Problem statement ▸
Return every line of the data below verbatim, but omit the pictures.

Supplied material ▸
****************

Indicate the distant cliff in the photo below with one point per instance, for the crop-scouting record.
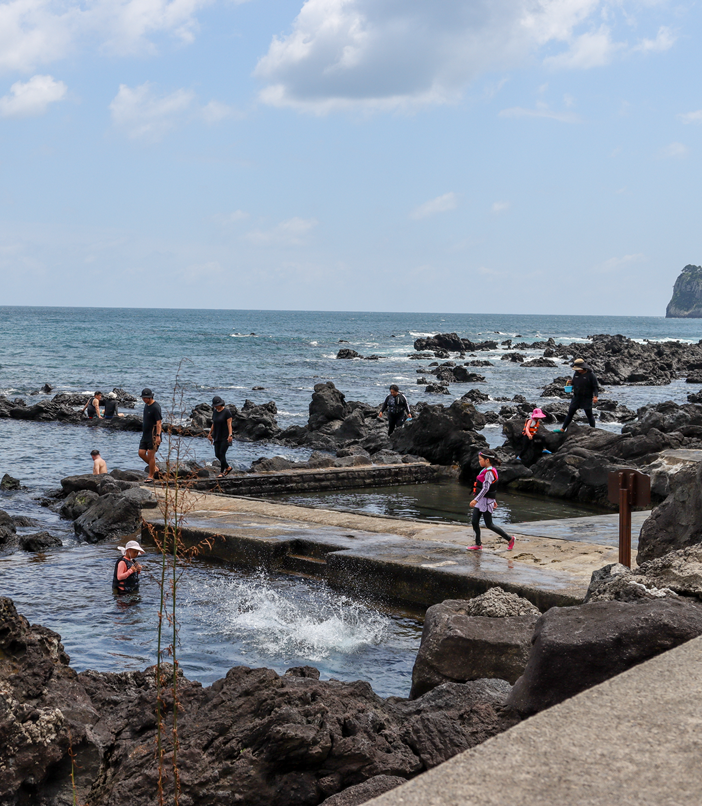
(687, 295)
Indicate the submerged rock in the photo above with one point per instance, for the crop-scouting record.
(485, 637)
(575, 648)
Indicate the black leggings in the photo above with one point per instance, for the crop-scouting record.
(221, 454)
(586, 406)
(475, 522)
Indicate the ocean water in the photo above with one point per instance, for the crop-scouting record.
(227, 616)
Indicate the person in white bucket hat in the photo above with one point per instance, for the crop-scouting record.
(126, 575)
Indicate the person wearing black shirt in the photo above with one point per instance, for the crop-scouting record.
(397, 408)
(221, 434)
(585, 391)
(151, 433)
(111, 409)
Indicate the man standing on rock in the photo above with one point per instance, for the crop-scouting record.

****************

Written solution ▸
Indicate the distant cliff in the photo below with one point per instance, for the crop-scouting record.
(687, 295)
Indicate the submerged rock in the photo above with one point per instance, for the crop-scouting record.
(485, 637)
(575, 648)
Indicate the black leggings in the photo above with one point per instance, for the crop-scouting record.
(221, 454)
(586, 406)
(475, 522)
Indicate the ocean water in the photo above with one point per instance, for the crop-scouting record.
(227, 616)
Indicate the person in white bucket hat in the photo above with one point per instance, for the crop-scouting record.
(126, 575)
Indicate the person wearing black shirt in the photo above with one point per instance, for the crop-scouting record.
(397, 408)
(221, 434)
(585, 391)
(151, 433)
(111, 409)
Indicate the man standing on rock in the photo above with one point per instance, for the crop-scouting record.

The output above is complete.